• _Passage_:
....
Why is my dog coughing and having trouble breathing?

 |  Jun 21st 2007  |   0 Contributions


I have a Pomeranian, and I know about this trachea
thing that collapses, but I'm sure he has
something else going on. He does two different
things. He coughs continuously whenever
he is awake or moves. The other is
like he can't breathe and he is gasping for
breath, sometimes it's more severe than others.
A few weeks back he was really bad right after I
took him to be groomed. That same day he had his
vaccines, and after a few days I called his
doctor. She wanted to see him immediately. He was
diagnosed with bronchitis and given medicine. He got a little better but not back to normal. Can a dog get allergies?
Should I be concerned, or should I let him be?

Lana
Colorado

I think that you should follow up with a veterinarian for chest radiographs (X-rays). Radiographs are the best way to assess his heart, trachea and lungs.

Any time that a pet is coughing continuously or having difficulty breathing, it's wise to investigate the matter until the cause is found. An X-ray of his chest is the best way to start.

Several syndromes could be causing your dog's problems. You mentioned collapsing trachea, which strikes older small-breed dogs, and very rarely causes severe distress. Collapsing trachea causes a chronic tickle in the throat that is especially likely to cause coughing when dogs are excited. However, it rarely causes profound breathing trouble.

Severe bronchitis can cause symptoms such as you describe. So can pneumonia or certain problems with the larynx (voice box). It is rare for allergies to cause problems as bad as those you describe.
....
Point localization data

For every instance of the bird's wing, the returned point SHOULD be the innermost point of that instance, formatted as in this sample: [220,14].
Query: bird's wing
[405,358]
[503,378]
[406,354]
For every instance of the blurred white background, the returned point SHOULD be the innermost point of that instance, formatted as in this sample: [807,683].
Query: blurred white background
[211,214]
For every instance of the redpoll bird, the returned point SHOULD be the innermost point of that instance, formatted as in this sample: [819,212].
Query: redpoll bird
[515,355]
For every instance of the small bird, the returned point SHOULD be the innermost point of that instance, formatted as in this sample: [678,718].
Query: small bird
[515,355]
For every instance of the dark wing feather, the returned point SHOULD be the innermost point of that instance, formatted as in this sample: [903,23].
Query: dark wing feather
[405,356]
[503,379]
....
• _What to work on_:
1. Answer these questions from the coughing-dog passage, one per line:
(a) What breed is the dog?
(b) What was the dog diagnosed with after the doctor saw him?
(c) According to the reply, what is the best way to assess the dog's heart, trachea and lungs?
2. Print the stretch of the coughing-dog passage from "I think that" through "way to start.".
3. Proceed with the coughing-dog passage from where it stops.
None of these entries are needed for anything here.

• _Answers_:
1.
(a) Pomeranian
(b) Bronchitis
(c) Chest radiographs (X-rays)

2.
I think that you should follow up with a veterinarian for chest radiographs (X-rays). Radiographs are the best way to assess his heart, trachea and lungs.

Any time that a pet is coughing continuously or having difficulty breathing, it's wise to investigate the matter until the cause is found. An X-ray of his chest is the best way to start.

3.
I suspect something else is going on.

I looked at your dog's profile, and noted that he is 11 years old. His age and breed put him at high risk for heart disease. In dogs, heart disease typically causes coughing, inability to exercise or be active, and difficulty breathing. The symptoms are often worse after stress (such as vaccines and grooming). In most cases, heart disease is highly treatable with medication, but it has to be diagnosed before it can be treated. And, if it's not treated, it can be fatal. That's why I recommend further evaluation.

You should be aware that after taking X-rays, further tests (such as ultrasound or blood tests) may be needed. Also, I have seen many dogs who suffer from both heart disease and collapsing trachea, so it is possible that more than one thing is going on.

I recommend that you pursue the X-rays as soon as possible. That way you will have the best chance of getting your dog's problems fixed.